◆ **WHAT NEEDS TO BE DONE**: How many lines in the records below contain the string "roof"? Match case exactly, and reply with the number alone.

◆ **TASK INPUT**:
— Start —

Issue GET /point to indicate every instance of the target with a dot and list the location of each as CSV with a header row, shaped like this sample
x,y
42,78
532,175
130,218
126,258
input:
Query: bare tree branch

— End —
— Start —

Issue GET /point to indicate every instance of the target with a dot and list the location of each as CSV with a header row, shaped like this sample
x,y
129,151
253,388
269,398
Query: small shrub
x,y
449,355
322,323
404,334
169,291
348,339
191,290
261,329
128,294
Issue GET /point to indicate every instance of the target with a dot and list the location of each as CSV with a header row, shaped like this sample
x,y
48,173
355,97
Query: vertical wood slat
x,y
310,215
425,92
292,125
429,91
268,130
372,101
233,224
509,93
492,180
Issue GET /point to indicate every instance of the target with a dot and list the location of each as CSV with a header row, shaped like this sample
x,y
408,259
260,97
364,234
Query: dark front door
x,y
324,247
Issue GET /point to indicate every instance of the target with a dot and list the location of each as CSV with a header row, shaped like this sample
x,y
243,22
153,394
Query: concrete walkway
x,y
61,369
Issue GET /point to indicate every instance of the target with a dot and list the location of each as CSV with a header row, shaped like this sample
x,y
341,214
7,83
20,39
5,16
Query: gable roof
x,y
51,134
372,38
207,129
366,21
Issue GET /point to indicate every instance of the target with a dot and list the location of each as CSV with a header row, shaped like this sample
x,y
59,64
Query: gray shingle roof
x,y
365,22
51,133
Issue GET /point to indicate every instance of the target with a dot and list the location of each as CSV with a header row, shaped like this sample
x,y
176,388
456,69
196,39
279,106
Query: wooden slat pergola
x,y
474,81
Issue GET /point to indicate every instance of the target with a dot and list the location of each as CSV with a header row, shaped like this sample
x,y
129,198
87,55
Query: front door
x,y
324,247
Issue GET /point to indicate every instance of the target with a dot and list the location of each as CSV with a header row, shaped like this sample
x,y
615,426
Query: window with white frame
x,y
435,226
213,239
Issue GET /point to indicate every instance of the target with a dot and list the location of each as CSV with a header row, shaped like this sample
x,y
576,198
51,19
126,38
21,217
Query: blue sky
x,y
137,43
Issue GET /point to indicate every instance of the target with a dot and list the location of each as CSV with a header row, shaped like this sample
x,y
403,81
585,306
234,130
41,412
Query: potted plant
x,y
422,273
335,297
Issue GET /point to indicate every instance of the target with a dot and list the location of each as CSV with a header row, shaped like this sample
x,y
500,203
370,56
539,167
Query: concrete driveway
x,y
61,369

— End —
— Start —

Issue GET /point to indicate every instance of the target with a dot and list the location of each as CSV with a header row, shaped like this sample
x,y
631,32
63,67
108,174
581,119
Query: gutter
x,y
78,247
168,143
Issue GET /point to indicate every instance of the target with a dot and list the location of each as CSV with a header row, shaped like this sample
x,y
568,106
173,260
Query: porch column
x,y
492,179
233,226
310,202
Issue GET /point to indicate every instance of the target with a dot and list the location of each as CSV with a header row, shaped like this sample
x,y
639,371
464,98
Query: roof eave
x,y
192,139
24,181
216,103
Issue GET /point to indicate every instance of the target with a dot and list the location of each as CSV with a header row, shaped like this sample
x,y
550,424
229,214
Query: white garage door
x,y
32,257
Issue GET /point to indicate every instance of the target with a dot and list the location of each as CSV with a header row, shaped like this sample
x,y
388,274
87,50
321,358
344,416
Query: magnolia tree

— End —

◆ **EXERCISE ANSWER**: 3